#### GIVEN PROBLEM A:
Decide whether each statement agrees with the LTSpice tutorial: (i) with G near 0.5, the drain voltage is around 6.3V; (ii) LTSpice has a built-in anti-log function; (iii) the gain curves are spaced about 6dB apart. Answer yes or no for each, and quote the deciding words of the tutorial.
#### GIVEN PROBLEM B:
Resume the LTSpice tutorial at the point where it stops.

#### EXTRACT:
┏━━

When you're done drawing, save the file and hit the RUN button. If you drew everything correctly, you won't get any error messages. The schematic will shrink to the bottom half of the window and the top half will be a black field where we can plot the analysis results. Hover the cursor over various parts of the circuit (don't click yet) and look at the lower left corner of the schematic window. SPICE is telling you the initial DC operating point and what will get plotted if you click there. Point to the wire above the MOSFET and when you see a red probe, click it. Now you will see a curve showing the drain voltage for each step of G. When G is near zero, the drain voltage is about 4V. When G is near 0.5, the drain voltage is around 6.3V. When G is 1, the drain voltage is about 7.2V. Now hover the cursor close to the MOSFET drain until you see a little loop over the drain lead. Click that. Now we have a 2nd curve that show how the drain current varies for each step in G. Right-click on where it says Id(M1) at the top of the plot window. Here's where you can change the color, delete the trace or attach a cursor. Hit Cancel. Now left-click on Id(M1) and cross-hairs appear on the Id(M1) trace. A window also appears that shows the exact location of the cross-hairs. You can drag the cross-hairs left and right by left clicking on the vertical dotted line. You can also drag a rectangle on the plot window to zoom in. To zoom out, hit the Zoom full extents button on the toolbar.

OK, so much for DC analysis, let's see how the gain varies with freq and the Gain setting. Right-click on the *.ac line and edit it to remove the asterisk. The way we wrote the .ac statement, it tells SPICE to step the frequency from 20Hz to 20KHz exponentially, calculating 1000 points per decade. In the plot window, right-click on Id(M1) and delete it. Do the same for the other curve. Now we have a blank plot window. Hit the Run button and then click on the "out" net on the schematic. We get two sets of curves: gain & phase. Let's unclutter the display by getting rid of the phase curves. Hover the cursor over the degree scale on the right-hand side of the plot window. Right-click and hit "don't plot phase." Now we see only the gain curves. The lines are all straight and horizontal, which tells us that the SHO has a flat frequency response. The lines are spaced about 3dB apart with the line at 0dB corresponding the GAIN set a 7 o'clock and the top curve near 33dB, corresponding the GAIN at 5 o'clock. These curves are for a perfect log-taper pot, but real-world log (or anti-log) pots are just an approximation of an ideal log taper. LTSpice does not have a built-in anti-log function, so we just use a decade step and reverse the pot rotation in our minds. In this case, gain is maximum (the top trace) when G = 0 and minimum (the bottom trace) when G = 1. Not a big deal really. If people in Australia can live with summer in February, we can deal with backwards rotation of pots. Remember what I said before about hovering the cursor over parts of the schematic? Hover over the MOSFET's drain terminal and you will see that the drain voltage was 3.9V and the drain current was 998uA for the first run when G was 0.01. Looking at the bias points is a good sanity check and is also useful for troubleshooting a simulation if you get unexpected results.

┗━━

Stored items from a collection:
┏━━

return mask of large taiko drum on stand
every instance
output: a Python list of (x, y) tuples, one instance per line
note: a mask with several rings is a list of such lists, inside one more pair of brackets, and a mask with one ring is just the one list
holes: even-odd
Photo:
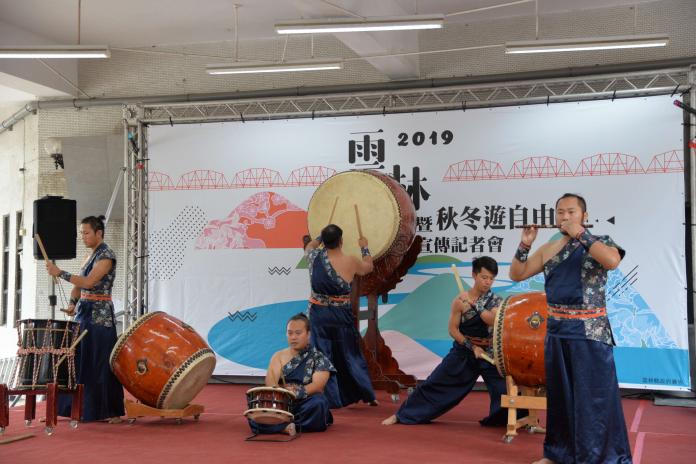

┗━━

#### TASK OUTPUT A:
(i) Yes: "When G is near 0.5, the drain voltage is around 6.3V."
(ii) No: "LTSpice does not have a built-in anti-log function"
(iii) No: "The lines are spaced about 3dB apart"

#### TASK OUTPUT B:
One more analysis and we're done for this session. AC analysis is a "small-signal" analysis. When SPICE performs an AC analysis, all components are linearized; there's no distortion. SPICE calculates the gain and phase for every node and branch in the circuit at various frequencies and we plot that data. The AC analysis we just ran tells us the gain of a SHO as long as the signal is small enough that there is no saturation. This is interesting and useful, but only up to a point. We also want to know what happens when we overdrive the MOSFET. That's where transient analysis comes in. On the schematic, edit the .ac statement to put the asterisk back at the front so it's commented out. Now edit the .tran statement to remove the asterisk. We also want fewer Gain steps so the display doesn't get too cluttered. Right-click on the .step statement. A dialog window pops up. At the top is the parameter we're stepping, G. Change the Nature of sweep to List. make the 1st value 0 (max gain), the 2nd value 0.15 (noon) and the 3rd value 1 (min gain). Hit ok. Hit the Run button. We still have V(out) in the plot window, but now, instead of frequency on the horizontal axis, we have time. The .tran statement told SPICE to run the analysis for the equivalent of 0.25 sec. This plot is what you would see on an oscilloscope. The input starts at 500mV peak (1Vp-p) and decays down toward zero. The red and blue traces look just like the input signal because the MOSFET is running in a linear region when Gain is set at noon or below. Gain is maxed out for the green trace and we can see the trace clipping at the top and bottom where the MOSFET goes into cutoff and saturation, respectively. Using the cursor, draw a rectangular zoom window that runs from about 50ms to 70ms. The red and blue traces are sinusoidal, but the green trace is clipping asymmetrically. Zoom back out using the Zoom full extents button and then try zooming in on other parts of the traces.

Not too hard, right? Practice this with some other simple circuits and you'll be ready for part 2. In part 2, we'll simulate all three terminals on a pot, we'll simulate a Big Muff and plot harmonic distortion. Part 3 will introduce opamps.

Any questions?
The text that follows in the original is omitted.